§ **What is required**:
Reproduce word for word the lines of the listing from the one containing "sidewalk in this photo." through the one containing "Target: white sneaker", with both of those lines included.

━━━━━ Data for this exercise

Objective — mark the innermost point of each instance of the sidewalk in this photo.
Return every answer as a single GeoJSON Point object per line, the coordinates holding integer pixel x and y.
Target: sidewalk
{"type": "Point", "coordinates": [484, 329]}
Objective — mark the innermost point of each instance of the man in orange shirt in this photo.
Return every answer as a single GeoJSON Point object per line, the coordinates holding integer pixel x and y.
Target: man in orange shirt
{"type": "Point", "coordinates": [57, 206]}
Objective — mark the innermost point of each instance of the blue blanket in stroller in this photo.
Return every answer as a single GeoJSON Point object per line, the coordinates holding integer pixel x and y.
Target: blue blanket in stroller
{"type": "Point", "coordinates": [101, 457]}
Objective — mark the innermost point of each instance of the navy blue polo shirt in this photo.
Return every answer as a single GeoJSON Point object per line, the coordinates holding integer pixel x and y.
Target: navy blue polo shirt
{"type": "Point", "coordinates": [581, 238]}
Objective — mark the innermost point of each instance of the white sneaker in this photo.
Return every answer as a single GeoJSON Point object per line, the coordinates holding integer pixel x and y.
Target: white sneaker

━━━━━━━━━━
━━━━━ Data for this exercise

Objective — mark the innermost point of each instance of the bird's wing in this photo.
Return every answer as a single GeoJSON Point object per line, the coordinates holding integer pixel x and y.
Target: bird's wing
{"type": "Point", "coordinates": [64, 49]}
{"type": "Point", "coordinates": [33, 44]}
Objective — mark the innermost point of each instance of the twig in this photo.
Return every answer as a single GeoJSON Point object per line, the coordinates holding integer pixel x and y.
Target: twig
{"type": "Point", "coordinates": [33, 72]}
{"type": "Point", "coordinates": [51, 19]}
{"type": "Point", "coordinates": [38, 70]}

━━━━━━━━━━

§ **Reply to the exercise**:
Objective — mark the innermost point of each instance of the sidewalk in this photo.
Return every answer as a single GeoJSON Point object per line, the coordinates holding integer pixel x and y.
Target: sidewalk
{"type": "Point", "coordinates": [484, 329]}
Objective — mark the innermost point of each instance of the man in orange shirt in this photo.
Return every answer as a single GeoJSON Point object per line, the coordinates holding integer pixel x and y.
Target: man in orange shirt
{"type": "Point", "coordinates": [57, 206]}
Objective — mark the innermost point of each instance of the blue blanket in stroller in this photo.
Return every answer as a single GeoJSON Point object per line, the coordinates holding integer pixel x and y.
Target: blue blanket in stroller
{"type": "Point", "coordinates": [101, 457]}
Objective — mark the innermost point of each instance of the navy blue polo shirt in this photo.
Return every answer as a single GeoJSON Point object per line, the coordinates holding integer pixel x and y.
Target: navy blue polo shirt
{"type": "Point", "coordinates": [581, 238]}
Objective — mark the innermost point of each instance of the white sneaker in this photo.
Return every answer as a single GeoJSON Point object per line, the coordinates holding integer pixel x and y.
Target: white sneaker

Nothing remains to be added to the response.